Required task: Return every line of the records that contains the word "wall".

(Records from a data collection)
'''
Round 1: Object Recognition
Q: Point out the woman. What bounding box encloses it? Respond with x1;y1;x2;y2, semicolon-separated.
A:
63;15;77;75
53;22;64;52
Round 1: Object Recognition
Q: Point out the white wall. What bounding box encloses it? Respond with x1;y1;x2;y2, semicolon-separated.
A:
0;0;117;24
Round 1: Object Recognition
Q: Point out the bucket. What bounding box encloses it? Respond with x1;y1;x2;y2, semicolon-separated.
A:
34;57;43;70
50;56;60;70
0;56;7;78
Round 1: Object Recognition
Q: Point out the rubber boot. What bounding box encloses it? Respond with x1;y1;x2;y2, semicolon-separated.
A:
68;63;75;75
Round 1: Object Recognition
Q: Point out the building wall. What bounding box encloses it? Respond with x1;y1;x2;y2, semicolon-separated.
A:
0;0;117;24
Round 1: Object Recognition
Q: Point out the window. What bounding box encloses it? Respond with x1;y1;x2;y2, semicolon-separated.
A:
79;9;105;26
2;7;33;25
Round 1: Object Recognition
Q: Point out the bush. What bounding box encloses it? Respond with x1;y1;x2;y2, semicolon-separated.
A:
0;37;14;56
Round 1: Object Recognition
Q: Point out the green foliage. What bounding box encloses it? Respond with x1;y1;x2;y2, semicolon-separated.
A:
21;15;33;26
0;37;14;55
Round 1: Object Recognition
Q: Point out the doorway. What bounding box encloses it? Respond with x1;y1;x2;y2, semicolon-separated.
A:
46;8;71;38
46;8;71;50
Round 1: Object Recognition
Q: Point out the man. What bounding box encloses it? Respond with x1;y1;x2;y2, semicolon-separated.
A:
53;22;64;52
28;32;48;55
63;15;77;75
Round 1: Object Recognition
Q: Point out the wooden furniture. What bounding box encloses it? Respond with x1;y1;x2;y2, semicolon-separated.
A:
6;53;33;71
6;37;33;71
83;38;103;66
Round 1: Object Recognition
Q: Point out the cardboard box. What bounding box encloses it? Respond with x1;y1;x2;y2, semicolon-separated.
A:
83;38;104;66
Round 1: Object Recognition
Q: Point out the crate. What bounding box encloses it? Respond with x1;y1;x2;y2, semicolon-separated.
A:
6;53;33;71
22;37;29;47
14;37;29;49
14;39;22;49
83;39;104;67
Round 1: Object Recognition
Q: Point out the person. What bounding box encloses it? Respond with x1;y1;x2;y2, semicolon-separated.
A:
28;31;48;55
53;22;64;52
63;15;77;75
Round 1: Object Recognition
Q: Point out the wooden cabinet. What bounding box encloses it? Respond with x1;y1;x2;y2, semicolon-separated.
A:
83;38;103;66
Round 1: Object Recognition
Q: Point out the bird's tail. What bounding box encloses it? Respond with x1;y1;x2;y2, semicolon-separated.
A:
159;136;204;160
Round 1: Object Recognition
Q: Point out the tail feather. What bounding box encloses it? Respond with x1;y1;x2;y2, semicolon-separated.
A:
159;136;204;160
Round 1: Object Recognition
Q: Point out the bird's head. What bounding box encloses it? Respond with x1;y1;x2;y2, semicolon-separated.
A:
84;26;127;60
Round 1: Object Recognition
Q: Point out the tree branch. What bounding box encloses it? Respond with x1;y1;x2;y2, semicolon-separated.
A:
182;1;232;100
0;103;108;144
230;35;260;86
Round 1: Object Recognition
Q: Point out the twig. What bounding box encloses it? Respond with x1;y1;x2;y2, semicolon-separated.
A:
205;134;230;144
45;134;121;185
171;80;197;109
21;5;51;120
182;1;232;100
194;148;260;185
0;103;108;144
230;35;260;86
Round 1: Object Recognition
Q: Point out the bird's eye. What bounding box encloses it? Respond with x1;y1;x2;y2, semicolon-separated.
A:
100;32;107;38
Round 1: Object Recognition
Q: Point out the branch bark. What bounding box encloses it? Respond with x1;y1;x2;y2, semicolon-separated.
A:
'''
Correct answer:
Q: Point out the white wall. What bounding box encloses it? Respond with x1;y1;x2;y2, semicolon-separated.
Q: Point out the building wall. What bounding box encloses it? Respond with x1;y1;x2;y2, semicolon-separated.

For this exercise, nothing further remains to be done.